[Given passage]
== Segment start ==

Delivered from the disquietude
Published 9:36 am Saturday, July 31, 2021
By Fr. Jonathan Filkins
Here we go again; or so it seems. With the unvaccinated, as well as a lesser portion of the vaccinated falling under the auspices of our greatly-burdened medical care, we face the potential for a further disruption to what we used to call “normal living.” The Delta variant has brought to us yet another, seemingly diabolical, permutation to an already complicated social and scientific landscape.
We have listened to the voluminous quantities of rhetoric and ink expended over these many months. Perhaps we have expended some ourselves. The individual frustrations are quite palpable, as the messages from the various domestic and international entities seemingly conflict; not only with one another, but within themselves. By most counts, this is round number four; with no surety of a cessation. This has, as we are prone to construe, the futility of our situation and place in it.
Yes, we have endured a plethora of restrictions and limitations. Some have contracted COVID-19, some have been hospitalized and some have died. Families have said their goodbyes over the telephone and attended attendance-limited funerals with closed coffins. Of particular note are our seniors who did not have the comfort of visitors for over a year. Who can point a finger at any one of us for lamenting what we have just gone through and the portent of a continuation?
Watch any news program, and the lead stories will be about this pandemic and the now escalating numbers. It gives us a great deal of uneasiness; this disquietude. Our emotions are elevated and our rationales skewed. Some will loudly argue that the vaccines are unproven, and others will loudly argue that the vaccines are a most necessary priority. Quite naturally, the arguments spill over to masking, social distancing and politics.
All of this is requiring a great degree of pressurized air. It’s a bit like our attempting to speak English to a Spaniard. If we just yell loud enough the message will get through. Absurd? Of course, but we do it anyway. Rather than learn the other person’s language and glean a better knowledge of the issues extant, we increase our efforts and get red-faced. Given our natures, we recede to the opposite corners of the arena and continue our efforts.
Yet, in all of the din, we obfuscate the message of our Creator. God, through Jesus Christ, told us that we are not to be of this world, but to be with Him. It is with Him we find our refuge and it is from our Lord we are to seek deliverance from this earthly disquietude. Too often we allow the cacophony of our daily lives to overshadow our relationship with God and what really matters. It is only in peace, with Him, will we find the true answers.

== Segment end ==

[Exercise set]
**1)** In the column, how long did seniors go without the comfort of visitors?
**2)** Please copy the stretch of the column from "Delivered from the" through "and scientific landscape." word for word.

[Listed entries]
== Segment start ==

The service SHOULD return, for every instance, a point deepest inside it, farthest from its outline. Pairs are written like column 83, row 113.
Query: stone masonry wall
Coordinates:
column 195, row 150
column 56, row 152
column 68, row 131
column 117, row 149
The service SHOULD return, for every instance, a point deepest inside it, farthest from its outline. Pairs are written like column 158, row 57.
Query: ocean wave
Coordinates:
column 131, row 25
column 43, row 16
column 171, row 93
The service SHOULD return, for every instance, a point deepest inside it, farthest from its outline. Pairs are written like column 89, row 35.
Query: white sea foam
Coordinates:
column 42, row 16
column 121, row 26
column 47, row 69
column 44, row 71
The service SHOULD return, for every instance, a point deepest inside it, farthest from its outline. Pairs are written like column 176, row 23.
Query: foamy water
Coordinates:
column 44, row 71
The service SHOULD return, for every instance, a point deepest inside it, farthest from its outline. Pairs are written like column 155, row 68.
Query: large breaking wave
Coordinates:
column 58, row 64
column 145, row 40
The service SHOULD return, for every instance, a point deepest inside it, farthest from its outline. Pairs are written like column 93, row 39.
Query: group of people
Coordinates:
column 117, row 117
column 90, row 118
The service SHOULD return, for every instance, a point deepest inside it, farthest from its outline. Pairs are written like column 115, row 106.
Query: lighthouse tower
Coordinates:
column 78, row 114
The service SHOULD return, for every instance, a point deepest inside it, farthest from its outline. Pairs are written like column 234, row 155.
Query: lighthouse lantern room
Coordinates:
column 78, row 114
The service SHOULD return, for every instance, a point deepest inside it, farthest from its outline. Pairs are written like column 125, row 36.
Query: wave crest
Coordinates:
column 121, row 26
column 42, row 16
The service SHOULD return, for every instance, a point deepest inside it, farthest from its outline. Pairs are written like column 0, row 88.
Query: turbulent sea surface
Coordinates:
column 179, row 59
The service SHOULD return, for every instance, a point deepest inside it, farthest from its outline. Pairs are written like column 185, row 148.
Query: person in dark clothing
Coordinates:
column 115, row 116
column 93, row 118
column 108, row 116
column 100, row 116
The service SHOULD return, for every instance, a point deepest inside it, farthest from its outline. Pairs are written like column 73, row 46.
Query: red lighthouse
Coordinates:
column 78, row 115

== Segment end ==

[List of answers]
**1)** Over a year.

**2)**
Delivered from the disquietude
Published 9:36 am Saturday, July 31, 2021
By Fr. Jonathan Filkins
Here we go again; or so it seems. With the unvaccinated, as well as a lesser portion of the vaccinated falling under the auspices of our greatly-burdened medical care, we face the potential for a further disruption to what we used to call “normal living.” The Delta variant has brought to us yet another, seemingly diabolical, permutation to an already complicated social and scientific landscape.